### TASK TO CARRY OUT
Put every line of the entries below into a JSON list of strings, one string per line, with blank lines omitted. Leave the pictures out of the answer.
++++++
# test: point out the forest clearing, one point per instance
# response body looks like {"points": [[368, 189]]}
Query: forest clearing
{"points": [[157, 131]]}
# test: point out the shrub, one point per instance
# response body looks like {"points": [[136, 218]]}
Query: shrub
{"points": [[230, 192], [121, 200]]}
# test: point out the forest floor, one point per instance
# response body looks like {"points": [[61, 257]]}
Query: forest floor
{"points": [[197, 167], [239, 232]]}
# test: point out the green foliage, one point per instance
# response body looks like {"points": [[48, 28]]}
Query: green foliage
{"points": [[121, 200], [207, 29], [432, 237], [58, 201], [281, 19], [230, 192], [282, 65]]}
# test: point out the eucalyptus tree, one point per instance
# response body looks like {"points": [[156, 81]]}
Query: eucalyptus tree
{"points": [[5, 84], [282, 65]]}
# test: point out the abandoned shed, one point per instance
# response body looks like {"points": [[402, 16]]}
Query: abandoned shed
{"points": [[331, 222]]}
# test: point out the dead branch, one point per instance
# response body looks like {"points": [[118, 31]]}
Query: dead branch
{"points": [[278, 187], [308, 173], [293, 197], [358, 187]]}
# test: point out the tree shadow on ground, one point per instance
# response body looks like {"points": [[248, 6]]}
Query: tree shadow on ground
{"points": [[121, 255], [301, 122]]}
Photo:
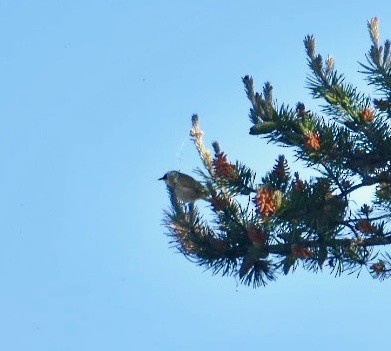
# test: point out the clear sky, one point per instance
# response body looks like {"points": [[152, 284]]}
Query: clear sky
{"points": [[95, 105]]}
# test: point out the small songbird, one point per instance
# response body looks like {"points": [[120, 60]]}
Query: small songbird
{"points": [[185, 187]]}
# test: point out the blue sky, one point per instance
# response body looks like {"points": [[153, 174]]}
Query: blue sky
{"points": [[96, 99]]}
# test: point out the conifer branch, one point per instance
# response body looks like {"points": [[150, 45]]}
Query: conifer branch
{"points": [[259, 229]]}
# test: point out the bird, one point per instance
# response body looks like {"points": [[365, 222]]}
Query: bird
{"points": [[185, 187]]}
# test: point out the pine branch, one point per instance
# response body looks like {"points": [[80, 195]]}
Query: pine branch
{"points": [[259, 230]]}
++++++
### EXPECTED OUTPUT
[
  "# test: point out the forest clearing, one point per instance",
  "# response body looks like {\"points\": [[368, 189]]}",
  "Query: forest clearing",
  "{\"points\": [[157, 131]]}",
  "# test: point out the shrub, one point per instance",
  "# response body looks like {\"points\": [[136, 218]]}",
  "Query: shrub",
  "{\"points\": [[230, 192], [121, 200]]}",
  "# test: point out the forest floor, one point per instance",
  "# response body looks like {\"points\": [[61, 257]]}",
  "Query: forest floor",
  "{\"points\": [[197, 167], [239, 232]]}",
  "# test: point out the green foliage, one point per instance",
  "# response body looks like {\"points\": [[48, 28]]}",
  "Query: green foliage",
  "{\"points\": [[121, 200], [207, 29], [432, 237], [58, 201], [281, 19], [230, 192], [282, 65]]}",
  "# test: point out the eucalyptus tree, one point per instance",
  "# response body looks like {\"points\": [[156, 81]]}",
  "Query: eucalyptus tree",
  "{\"points\": [[5, 84], [282, 65]]}",
  "# test: point out the abandoned shed, one point per instance",
  "# response body looks like {\"points\": [[402, 16]]}",
  "Query: abandoned shed",
  "{\"points\": [[331, 222]]}",
  "# test: point out the dead branch, one point per instance",
  "# response body looks like {\"points\": [[118, 31]]}",
  "Query: dead branch",
  "{\"points\": [[278, 187], [308, 173], [293, 197], [358, 187]]}",
  "# test: point out the tree shadow on ground, one point per instance",
  "# response body looks like {\"points\": [[248, 6]]}",
  "Query: tree shadow on ground",
  "{\"points\": [[121, 255], [301, 122]]}",
  "Photo:",
  "# test: point out the clear sky, one point per instance",
  "# response body looks like {\"points\": [[152, 284]]}",
  "Query: clear sky",
  "{\"points\": [[95, 105]]}",
  "# test: point out the small songbird, one point per instance",
  "# response body looks like {\"points\": [[120, 60]]}",
  "Query: small songbird",
  "{\"points\": [[185, 187]]}",
  "# test: point out the blue sky, one point per instance",
  "# response body looks like {\"points\": [[153, 174]]}",
  "Query: blue sky",
  "{\"points\": [[96, 99]]}",
  "# test: point out the conifer branch, one point per instance",
  "# response body looks like {\"points\": [[150, 45]]}",
  "Query: conifer branch",
  "{\"points\": [[259, 229]]}",
  "# test: point out the bird, one point per instance",
  "# response body looks like {\"points\": [[365, 222]]}",
  "Query: bird",
  "{\"points\": [[185, 187]]}",
  "# test: point out the pine branch, one point per instance",
  "# response body looks like {\"points\": [[80, 195]]}",
  "Query: pine branch",
  "{\"points\": [[259, 230]]}"
]